# TASK OBJECTIVE
Within the records below, find each line that holds the string "positive", then copy it.

+++

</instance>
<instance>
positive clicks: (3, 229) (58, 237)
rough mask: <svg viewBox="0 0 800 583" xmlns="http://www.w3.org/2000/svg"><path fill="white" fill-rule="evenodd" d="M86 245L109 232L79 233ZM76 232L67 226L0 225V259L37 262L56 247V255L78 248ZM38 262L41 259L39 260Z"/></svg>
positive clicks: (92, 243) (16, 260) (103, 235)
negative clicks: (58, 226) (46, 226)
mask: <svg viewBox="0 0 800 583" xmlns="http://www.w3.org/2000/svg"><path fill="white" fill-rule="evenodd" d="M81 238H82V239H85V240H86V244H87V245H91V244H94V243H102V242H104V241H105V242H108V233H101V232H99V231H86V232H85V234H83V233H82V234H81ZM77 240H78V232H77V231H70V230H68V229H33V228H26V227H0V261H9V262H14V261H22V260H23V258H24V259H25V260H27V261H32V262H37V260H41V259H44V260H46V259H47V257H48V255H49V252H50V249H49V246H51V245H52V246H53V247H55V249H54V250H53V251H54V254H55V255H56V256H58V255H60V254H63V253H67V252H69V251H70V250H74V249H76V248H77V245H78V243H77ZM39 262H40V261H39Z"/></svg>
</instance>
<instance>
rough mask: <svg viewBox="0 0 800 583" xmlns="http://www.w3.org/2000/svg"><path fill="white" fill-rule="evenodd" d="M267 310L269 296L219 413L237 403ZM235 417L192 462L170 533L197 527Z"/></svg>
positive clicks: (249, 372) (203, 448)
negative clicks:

+++

# OUTPUT FOR THIS TASK
positive clicks: (3, 229) (58, 237)
positive clicks: (92, 243) (16, 260) (103, 235)
positive clicks: (249, 372) (203, 448)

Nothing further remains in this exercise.